- Trecho do documento -
########################################

E até mesmo esse entendimento raso é um tiro no escuro. Logo antes de anunciar o projeto entre os nomes proeminentes da astrofísica – inclusive Stephen Hawking – em Londres, no meio do ano passado, Milner conduziu uma pesquisa com sua equipe. A estimativa deles foi a de que o Breakthrough Listen tem 1% de chance de sucesso. Enfrentando tais probabilidades, não faria mais sentido esperar até que os seres humanos tenham construído telescópios em Marte e estejam enviando sondas ciborgues para as profundezas da Via Láctea? “Você poderia ter dito ao Cristóvão Colombo: ‘Provavelmente você vai chegar à Índia, é só esperar 500 anos pela chegada dos aviões’”, rebate Werthimer, enquanto mexe no seu relógio de Star Trek. “Nós nunca vamos responder a essas perguntas na ponta do lápis. A única maneira de encontrar é sair procurando.”
COMUNICAÇÃO PERDIDA
Cientistas cogitam a possibilidade de encontrar mensagens enviadas sem destino certo pelo espaço
Há cerca de 60 anos os cientistas perceberam que, uma vez que as leis da física pareciam aplicar-se a todo o Universo, as diferentes concentrações de radiação eletromagnética que os seres humanos descobriram ser excelentes meios de comunicação (tais como as ondas utilizadas para a transmissão de rádio AM/FM) também serviriam para enviar mensagens por toda a galáxia. Qualquer vida inteligente aprenderia, em tese, a tirar proveito das muitas aplicações dessas radiações. Poderosos radiotelescópios talvez sejam capazes de captar o que os cientistas chamam de “vazamentos”, nos quais sinais de algum artefato tecnológico de alguma civilização distante possam ter escapado para o espaço sideral. “O planeta Terra emite esses sinais de rádio omnidirecionais por acidente”, afirma Werthimer. “A esta altura, a série I Love Lucy já passou por milhares de estrelas.” Uma possibilidade mais tentadora é a de que alguma entidade longínqua tenha enviado um sinal proposital com o intuito de iniciar um contato com a Terra. “Nós temos oxigênio [respirável] na nossa atmosfera há 500 milhões de anos, talvez eles já tenham percebido isso e presumido que possa haver vida neste planeta”, continua Werthimer. Alguns cientistas do SETI acreditam que o mais próximo que qualquer pesquisador já chegou de alguma transmissão como essa foi um potente sinal de 72 segundos, detectado no observatório da Universidade Ohio State em 1977, que aparentava ter origem na constelação de Sagitário. Apesar de inúmeras tentativas, ninguém teve sucesso em observá-lo novamente. Uma “solicitação de amizade” intergaláctica emitida através do Cosmos pode ainda estar por aí, esperando para ser aceita. - M.A.

########################################

- Registros -

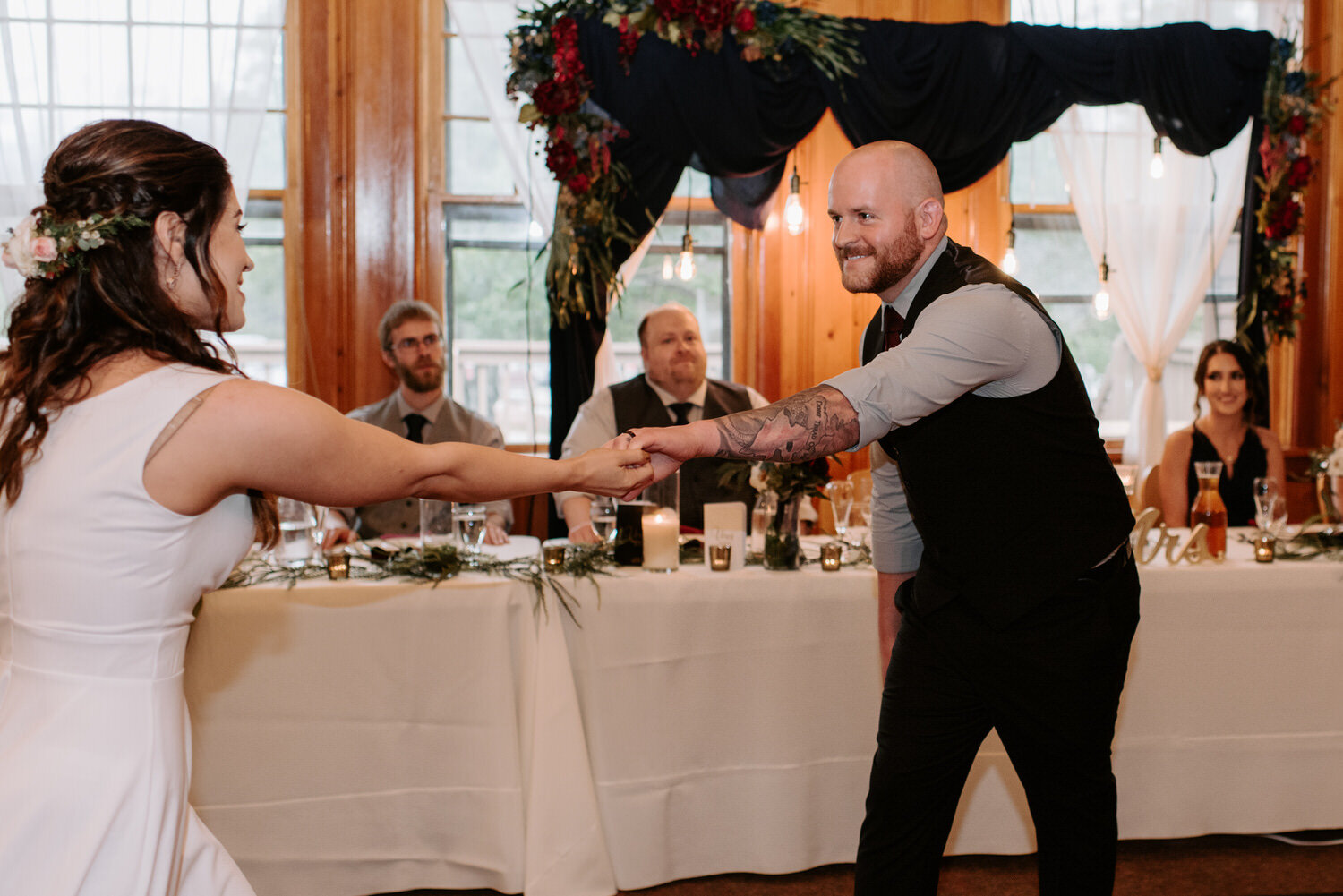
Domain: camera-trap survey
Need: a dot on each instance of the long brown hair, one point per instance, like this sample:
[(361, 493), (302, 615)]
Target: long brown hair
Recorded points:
[(113, 303)]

########################################

- Tarefas -
a – Segundo o trecho sobre a busca por vida extraterrestre, qual foi a chance de sucesso do Breakthrough Listen estimada pela equipe de Milner?
b – Apresente todas as linhas dos registros como uma tabela Markdown com as colunas "Nº" e "Linha", numerando cada uma e omitindo as linhas em branco. As imagens devem ficar de fora da resposta.
Os registros não têm relação alguma com o trecho do documento.

- Respostas por tarefa -
a – A chance de sucesso estimada foi de 1%.

b –
| Nº | Linha |
|---|---|
| 1 | Domain: camera-trap survey |
| 2 | Need: a dot on each instance of the long brown hair, one point per instance, like this sample: |
| 3 | [(361, 493), (302, 615)] |
| 4 | Target: long brown hair |
| 5 | Recorded points: |
| 6 | [(113, 303)] |